→ Required action
Copy the lines below, beginning with the one that contains "Annotation guideline: for each instance of the sky" and continuing through the final line, exactly as written and with no other lines.

→ Stored data
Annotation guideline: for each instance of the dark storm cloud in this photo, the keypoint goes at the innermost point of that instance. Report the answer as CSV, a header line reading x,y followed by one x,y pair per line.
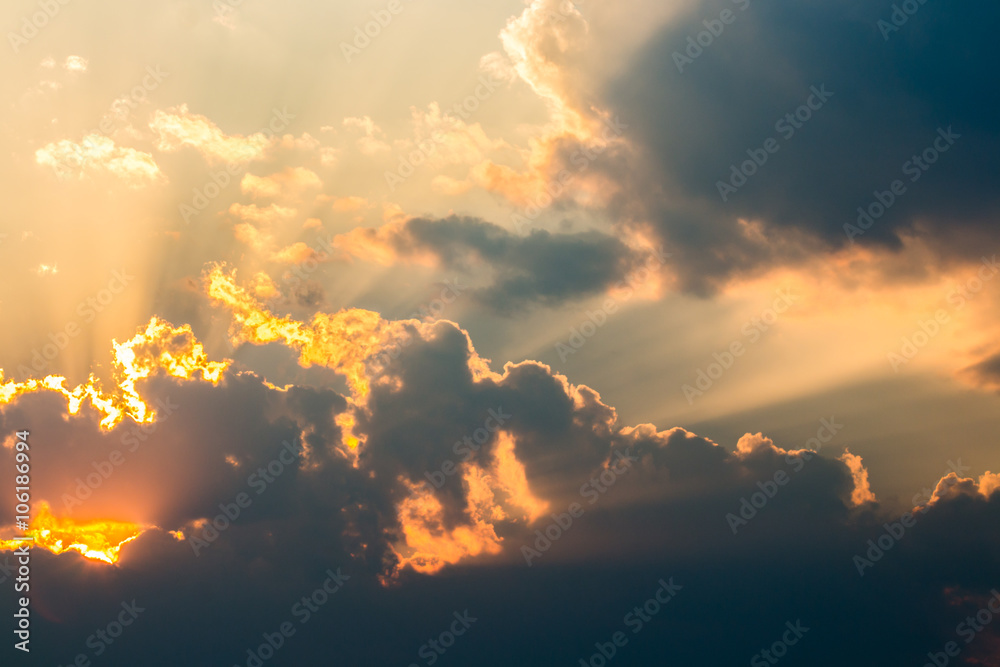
x,y
540,268
876,102
986,371
651,505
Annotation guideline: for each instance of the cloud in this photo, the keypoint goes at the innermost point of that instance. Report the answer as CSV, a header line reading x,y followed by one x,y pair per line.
x,y
884,104
370,142
429,478
96,154
541,268
177,127
289,183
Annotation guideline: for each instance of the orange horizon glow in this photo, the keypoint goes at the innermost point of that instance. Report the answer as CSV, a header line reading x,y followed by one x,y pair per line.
x,y
99,540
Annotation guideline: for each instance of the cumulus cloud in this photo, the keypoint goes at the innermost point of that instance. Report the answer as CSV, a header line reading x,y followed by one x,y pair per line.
x,y
887,107
100,154
178,127
289,183
541,268
433,477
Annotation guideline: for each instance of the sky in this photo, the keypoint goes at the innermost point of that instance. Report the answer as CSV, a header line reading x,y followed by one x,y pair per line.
x,y
416,332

→ Answer box
Annotation guideline: for each instance of the sky in this photo, the keypoint goes at the innermost point of that instance. Report the answer as CSV, a header line reading x,y followed by one x,y pair per line.
x,y
416,332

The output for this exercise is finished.